"""

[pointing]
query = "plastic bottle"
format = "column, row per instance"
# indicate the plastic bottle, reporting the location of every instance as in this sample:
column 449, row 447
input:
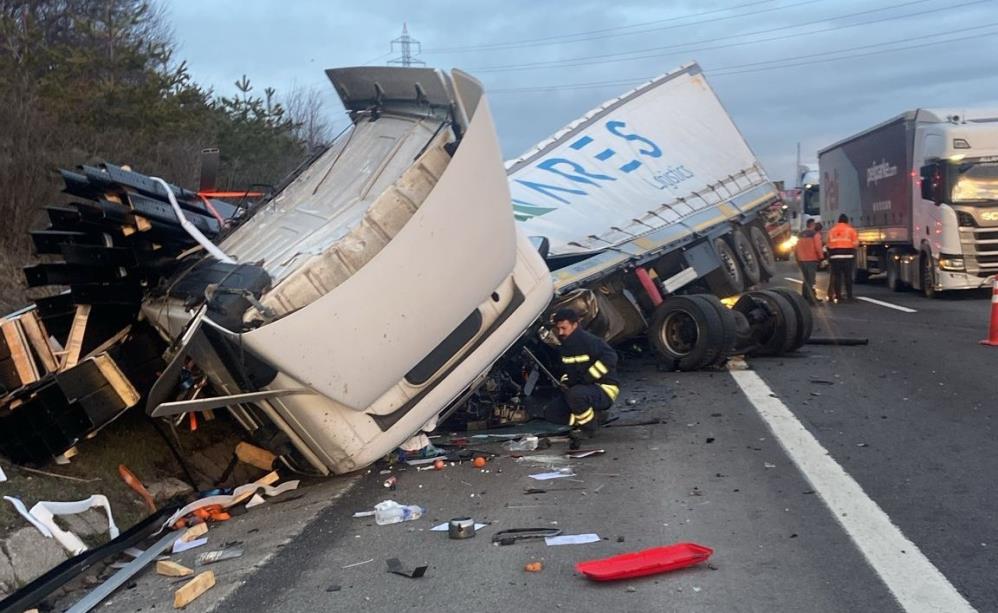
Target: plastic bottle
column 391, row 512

"""
"""

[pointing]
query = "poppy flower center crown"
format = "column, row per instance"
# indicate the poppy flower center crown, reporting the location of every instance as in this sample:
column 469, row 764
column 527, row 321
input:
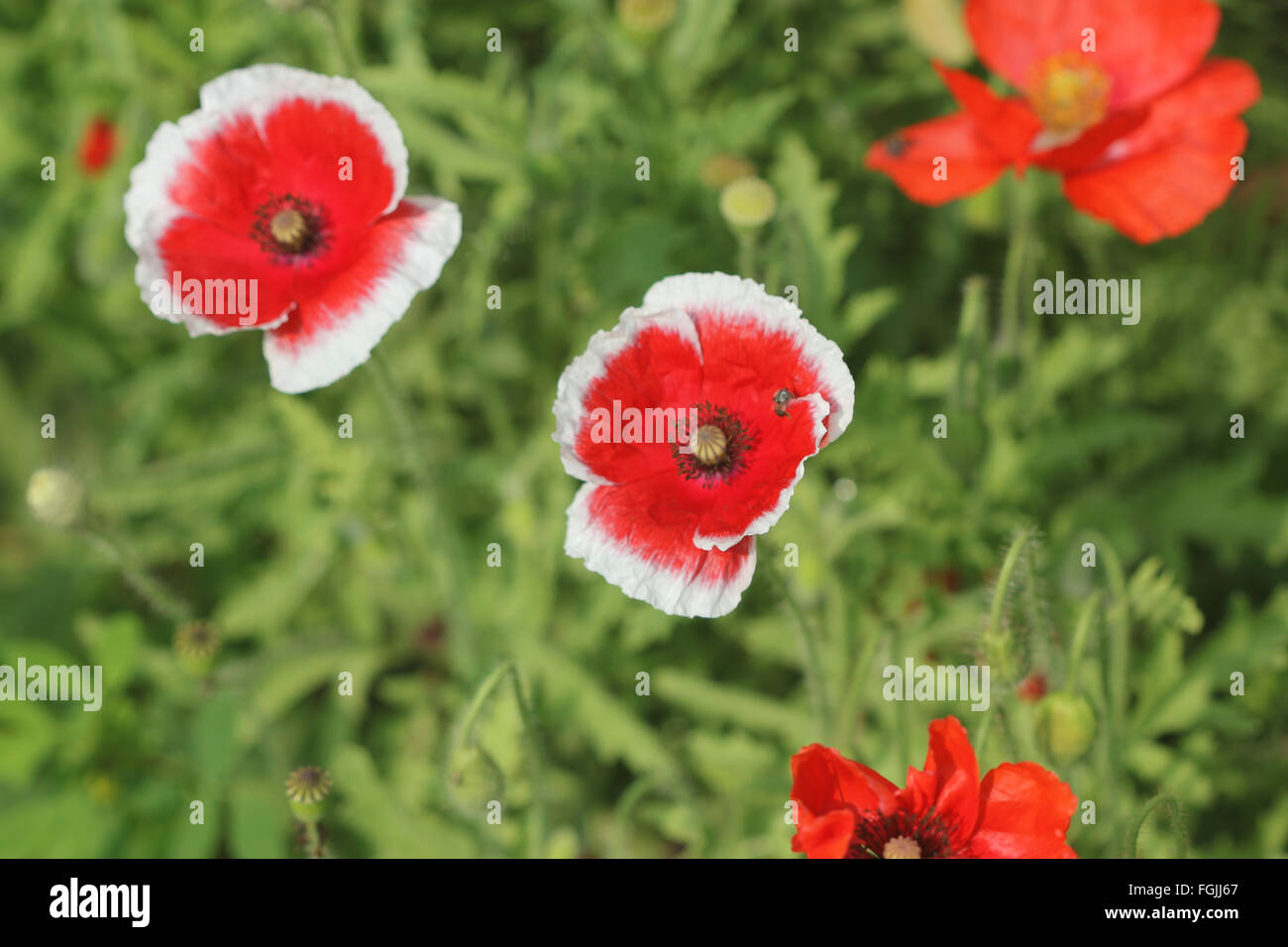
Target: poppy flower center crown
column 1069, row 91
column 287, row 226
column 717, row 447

"""

WHAT IS NEEDED>
I need every line of the material that includes "indicate", so please copy them out.

ANSWER TO THE PROBLEM>
# indicate the plastic bottle, reporting the location of every instance as in this sample:
# indicate the poppy flower center crown, reporting the location of every instance as in this sample:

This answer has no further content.